++++ DOCUMENT SECTION ++++
The forced displacement of five Christian families from the Beni Suef governorate in Egypt brought back the debate of the struggle between Muslims and Copts in Egypt.
Coptic Christians remove a picture of Pope Shenoda III from the gate of the main cathedral in Cairo during clashes with Muslims standing outside the cathedral April 7, 2013. Clashes broke out between Coptic Christians and Muslims in central Cairo on Sunday after the funeral of four Copts killed in sectarian violence outside the Egyptian capital on Friday night, witnesses said.  REUTERS/Asmaa Waguih (EGYPT - Tags: RELIGION CIVIL UNREST) - RTXYC6T

CAIRO — Five Coptic Christian families consisting of 18 members from the village of Kafr Darwish in al-Fashn, Beni Suef governorate, were forcibly displaced on May 22 after Ayman Youssef Tawfik, a young member of one the displaced families, published in May caricatures of the Prophet Muhammad on his Facebook page. A displacement sentence was issued on May 25 during a customary court hearing in Kafr Dahshur.

However, this customary court does not represent the state, as it involves customary arbitrators who derive their legitimacy from tribe members or from being located in a specific residential area. The arbitrators’ sentences are based on customs that are associated with their own culture and their geographic location. Regular courts base their sentences on physical evidence and their judges are graduates of law schools.

The arbitrators listen to both parties, while each side lists the offenses of the other side. The arbitral tribunal subsequently compares the testimonies of each party, evaluates the offenses committed and issues a sentence.

Security leaders and parliamentarians, as well as conservative leaders such as Maj. Gen. Mohammed Abu Taleb, the security director of the Beni Suef governorate, attend these customary courts, especially in murder cases.

Tribes and village residents resort to customary courts because such courts solve disputes fast and base their decisions on village customs and traditions.

However, the forced displacement incident in May raised the ire of rights organizations such as the Egyptian Commission for Rights and Freedoms, as well as human rights organizations such as the Egyptian Organization for Human Rights. It also drew criticism from several Egyptian parties such as the Free Egyptians PartyMisr al-Qawiya and the Egyptian Popular Current. These parties deemed the displacement sentence as a type of persecution, while Abu Taleb, who attended the customary court hearing, was widely blamed for agreeing with the displacement sentence, which violates the law.
++++ RECORDED DATA ++++
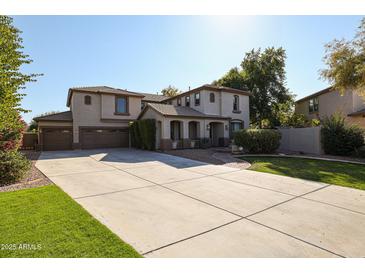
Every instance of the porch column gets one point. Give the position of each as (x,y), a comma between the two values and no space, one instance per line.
(185,134)
(166,143)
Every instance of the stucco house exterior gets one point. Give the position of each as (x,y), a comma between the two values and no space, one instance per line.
(99,117)
(328,101)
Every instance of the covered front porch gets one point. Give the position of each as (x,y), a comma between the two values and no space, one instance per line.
(182,133)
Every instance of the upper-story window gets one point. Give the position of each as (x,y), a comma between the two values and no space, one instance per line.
(197,98)
(313,105)
(187,101)
(87,100)
(212,97)
(236,103)
(121,105)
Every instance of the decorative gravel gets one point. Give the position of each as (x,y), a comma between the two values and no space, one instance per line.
(34,178)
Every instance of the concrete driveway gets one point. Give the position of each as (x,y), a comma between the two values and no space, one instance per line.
(166,206)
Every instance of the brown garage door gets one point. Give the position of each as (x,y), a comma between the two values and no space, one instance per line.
(57,138)
(104,138)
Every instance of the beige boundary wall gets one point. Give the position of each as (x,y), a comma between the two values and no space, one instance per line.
(306,140)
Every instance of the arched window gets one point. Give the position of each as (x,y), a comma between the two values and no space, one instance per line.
(212,97)
(87,100)
(236,103)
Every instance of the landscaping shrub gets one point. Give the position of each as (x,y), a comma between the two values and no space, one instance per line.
(258,140)
(143,134)
(11,135)
(360,152)
(339,138)
(13,167)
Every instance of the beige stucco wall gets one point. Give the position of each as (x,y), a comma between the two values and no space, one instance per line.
(91,115)
(306,140)
(222,106)
(166,122)
(54,124)
(108,107)
(244,107)
(332,102)
(328,104)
++++
## TASK REQUIREMENTS
• 1. Answer these three questions using the article on the displaced Coptic families.
(a) How many members did the five displaced families have in total?
(b) On what date was the displacement sentence issued?
(c) Who is the security director of the Beni Suef governorate?
• 2. Rewrite everything from "The arbitrators listen" down to "issues a sentence." in the article on the displaced Coptic families, changing "arbitral tribunal" to "arbitration panel".

## THE RESULTS
• 1.
(a) 18
(b) May 25
(c) Maj. Gen. Mohammed Abu Taleb

• 2.
The arbitrators listen to both parties, while each side lists the offenses of the other side. The arbitration panel subsequently compares the testimonies of each party, evaluates the offenses committed and issues a sentence.